Sonni Dyer, Head Triathlon Coach, Queens University of Charlotte

“We couldn’t be more proud to be one of the earlier adopters of women’s triathlon at the NCAA level.  This is truly a great moment for the sport and the culmination of a lot of hard work by many people including collegiate and USAT staff.  It is significant that women’s triathlon has reached this milestone during the 50th anniversary of Title IX as we mark one step closer to elevating programs across the country to a full NCAA sport.  The inclusion of women’s triathlon as an NCAA sport is fully supported by Sun Devil Athletics to ensure opportunities for women triathletes for generations to come.”

= WORK ORDER 1 =
According to the women's triathlon statement, during which anniversary did women's triathlon reach this milestone?
= WORK ORDER 2 =
Do these statements agree with the women's triathlon statement? Answer yes or no for each and quote the deciding words. (a) The moment is described as great for the sport. (b) Women's triathlon is now a full NCAA sport. (c) USAT staff are among those credited for the hard work.
The records that come next are separate material, unrelated to the women's triathlon statement.

= ENTRIES SHOWN =

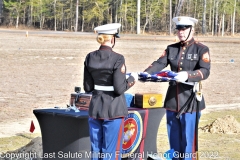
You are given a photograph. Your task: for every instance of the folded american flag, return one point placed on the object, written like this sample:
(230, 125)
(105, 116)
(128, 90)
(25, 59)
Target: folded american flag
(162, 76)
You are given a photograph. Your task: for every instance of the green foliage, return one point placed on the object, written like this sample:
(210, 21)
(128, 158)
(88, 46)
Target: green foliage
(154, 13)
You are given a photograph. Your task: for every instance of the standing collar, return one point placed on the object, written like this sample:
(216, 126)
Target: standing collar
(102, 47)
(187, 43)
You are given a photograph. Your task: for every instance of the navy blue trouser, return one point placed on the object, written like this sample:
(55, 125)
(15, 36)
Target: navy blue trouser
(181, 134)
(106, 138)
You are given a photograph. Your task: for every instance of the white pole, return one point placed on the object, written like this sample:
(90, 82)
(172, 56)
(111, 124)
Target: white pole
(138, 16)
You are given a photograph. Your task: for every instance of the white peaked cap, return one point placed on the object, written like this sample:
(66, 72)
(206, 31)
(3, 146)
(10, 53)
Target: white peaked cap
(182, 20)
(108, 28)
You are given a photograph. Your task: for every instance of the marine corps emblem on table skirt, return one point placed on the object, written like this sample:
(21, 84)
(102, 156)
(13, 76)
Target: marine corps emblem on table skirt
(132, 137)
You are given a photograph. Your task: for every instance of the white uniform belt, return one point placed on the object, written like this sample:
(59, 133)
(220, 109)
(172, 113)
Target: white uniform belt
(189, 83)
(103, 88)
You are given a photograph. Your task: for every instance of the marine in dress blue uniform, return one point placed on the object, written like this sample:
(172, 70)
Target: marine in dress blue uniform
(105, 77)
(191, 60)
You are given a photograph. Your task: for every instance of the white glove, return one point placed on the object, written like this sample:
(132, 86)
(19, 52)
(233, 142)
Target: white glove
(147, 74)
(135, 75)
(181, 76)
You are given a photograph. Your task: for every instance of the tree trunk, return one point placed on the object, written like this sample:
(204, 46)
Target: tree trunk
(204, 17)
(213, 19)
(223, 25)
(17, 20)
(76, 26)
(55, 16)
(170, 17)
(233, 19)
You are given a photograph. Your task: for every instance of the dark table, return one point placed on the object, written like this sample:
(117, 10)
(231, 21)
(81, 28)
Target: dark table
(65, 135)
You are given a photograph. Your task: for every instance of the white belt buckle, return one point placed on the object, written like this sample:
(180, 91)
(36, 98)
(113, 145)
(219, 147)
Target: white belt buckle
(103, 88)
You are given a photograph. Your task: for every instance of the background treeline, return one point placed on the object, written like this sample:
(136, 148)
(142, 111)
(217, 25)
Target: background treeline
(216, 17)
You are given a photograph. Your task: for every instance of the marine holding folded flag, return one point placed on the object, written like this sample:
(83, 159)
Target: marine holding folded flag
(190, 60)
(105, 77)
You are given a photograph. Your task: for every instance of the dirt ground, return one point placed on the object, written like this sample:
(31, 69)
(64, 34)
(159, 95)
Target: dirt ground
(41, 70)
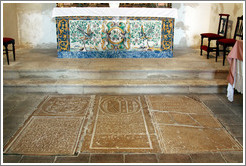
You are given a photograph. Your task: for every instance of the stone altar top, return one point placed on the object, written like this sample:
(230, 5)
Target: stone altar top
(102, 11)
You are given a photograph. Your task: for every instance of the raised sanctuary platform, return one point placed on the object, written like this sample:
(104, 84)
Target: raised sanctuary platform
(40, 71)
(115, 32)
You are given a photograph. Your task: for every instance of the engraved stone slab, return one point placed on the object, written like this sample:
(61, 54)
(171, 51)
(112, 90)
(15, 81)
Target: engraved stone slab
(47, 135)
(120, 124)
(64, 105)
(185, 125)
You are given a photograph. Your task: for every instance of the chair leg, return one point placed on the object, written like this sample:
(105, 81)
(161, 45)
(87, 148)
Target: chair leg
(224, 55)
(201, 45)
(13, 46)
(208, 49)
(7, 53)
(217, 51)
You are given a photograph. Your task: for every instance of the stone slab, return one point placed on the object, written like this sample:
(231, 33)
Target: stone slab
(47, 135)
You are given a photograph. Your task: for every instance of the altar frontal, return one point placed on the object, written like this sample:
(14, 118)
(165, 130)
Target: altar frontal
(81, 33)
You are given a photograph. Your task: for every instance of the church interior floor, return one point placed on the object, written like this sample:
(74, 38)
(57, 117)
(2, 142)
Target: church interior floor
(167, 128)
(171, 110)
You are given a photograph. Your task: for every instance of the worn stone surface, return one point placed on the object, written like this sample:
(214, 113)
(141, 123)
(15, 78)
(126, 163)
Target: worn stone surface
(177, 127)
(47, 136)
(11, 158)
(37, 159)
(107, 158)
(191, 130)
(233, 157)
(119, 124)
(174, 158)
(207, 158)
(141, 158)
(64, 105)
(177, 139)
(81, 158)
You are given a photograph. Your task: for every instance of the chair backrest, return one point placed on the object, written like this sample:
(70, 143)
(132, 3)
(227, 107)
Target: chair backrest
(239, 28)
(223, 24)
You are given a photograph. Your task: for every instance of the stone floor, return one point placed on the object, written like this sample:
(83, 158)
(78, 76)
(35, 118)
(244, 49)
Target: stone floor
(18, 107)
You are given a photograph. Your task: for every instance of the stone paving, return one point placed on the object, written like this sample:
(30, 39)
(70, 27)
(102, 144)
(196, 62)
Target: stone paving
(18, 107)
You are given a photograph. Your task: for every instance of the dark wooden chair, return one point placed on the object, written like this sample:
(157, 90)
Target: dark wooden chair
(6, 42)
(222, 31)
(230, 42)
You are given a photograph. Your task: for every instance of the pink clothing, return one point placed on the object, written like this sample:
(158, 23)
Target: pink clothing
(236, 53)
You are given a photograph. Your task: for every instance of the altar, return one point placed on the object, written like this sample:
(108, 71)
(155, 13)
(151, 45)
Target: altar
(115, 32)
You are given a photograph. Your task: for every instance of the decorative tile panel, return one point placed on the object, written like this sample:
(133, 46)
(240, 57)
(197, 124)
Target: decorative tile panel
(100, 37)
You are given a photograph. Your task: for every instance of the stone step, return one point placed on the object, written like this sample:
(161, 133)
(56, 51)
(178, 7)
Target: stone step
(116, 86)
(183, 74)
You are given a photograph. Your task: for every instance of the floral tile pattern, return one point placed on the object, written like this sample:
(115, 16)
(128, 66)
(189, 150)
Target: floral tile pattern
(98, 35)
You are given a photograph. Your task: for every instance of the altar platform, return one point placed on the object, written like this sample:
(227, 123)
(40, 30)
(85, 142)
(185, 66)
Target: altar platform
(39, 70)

= EXERCISE OUTPUT 1 =
The 50th anniversary of Title IX.

= EXERCISE OUTPUT 2 =
(a) Yes: "This is truly a great moment for the sport"
(b) No: "one step closer to elevating programs across the country to a full NCAA sport"
(c) Yes: "including collegiate and USAT staff"